* **OBJECTIVES**:
A) Quote every sentence in the Kashmir guest post that ends with a question mark.
B) Translate this sentence from the Kashmir guest post into Spanish: "Thousands were arrested to muzzle any dissent coming out of the agitated population."

* **EXCERPTED PASSAGE**:
════════════════════

Kashmir: The Violence in Silence

Guest Post By Maknoon Wani

“I need a toy and a new dress for Eid.”

Requests and tantrums like these are heard around Eid in every Kashmiri household but not this time. It was the 8th day of the government imposed military siege. On 5 August, 2019 the central government unilaterally scrapped the special status(autonomy, imagine that being called special status) of the only Muslim majority state in the union. Thousands were arrested to muzzle any dissent coming out of the agitated population. But seven year old Aairah was worried about her Eid shopping, which was never going to happen. 

How does it happen in the 21st century? How are millions of people house arrested and excommunicated within a few hours? Why are people celebrating a siege? How does this sell as normalcy? I spent many sleepless nights contemplating or rather trying to absorb the sheer cruelty of this situation. A group of students from my college invited me to a cake cutting ceremony which was organized to celebrate this decision. Maybe, their intentions were not so bad but did social convention dictate that a person be invited for the celebration of his misery? The shameless chest-thumping is a spectacle but an indifferent people is a tragedy.

════════════════════

* **INFORMATION SHOWN**:
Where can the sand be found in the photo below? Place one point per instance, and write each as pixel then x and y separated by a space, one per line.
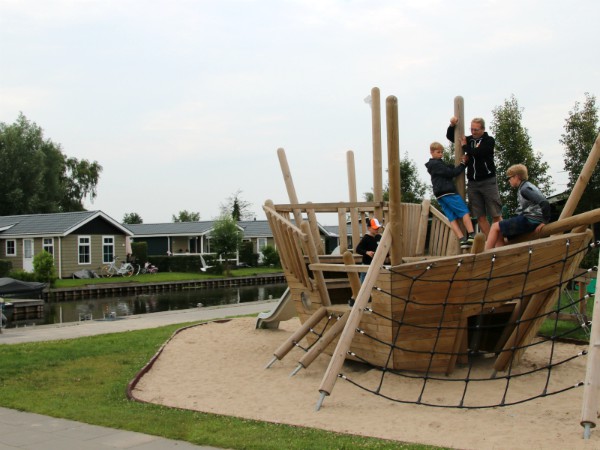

════════════════════

* **SOLVED TASKS**:
A)
How does it happen in the 21st century?
How are millions of people house arrested and excommunicated within a few hours?
Why are people celebrating a siege?
How does this sell as normalcy?
Maybe, their intentions were not so bad but did social convention dictate that a person be invited for the celebration of his misery?

B) Miles de personas fueron arrestadas para acallar cualquier disidencia que surgiera de la población agitada.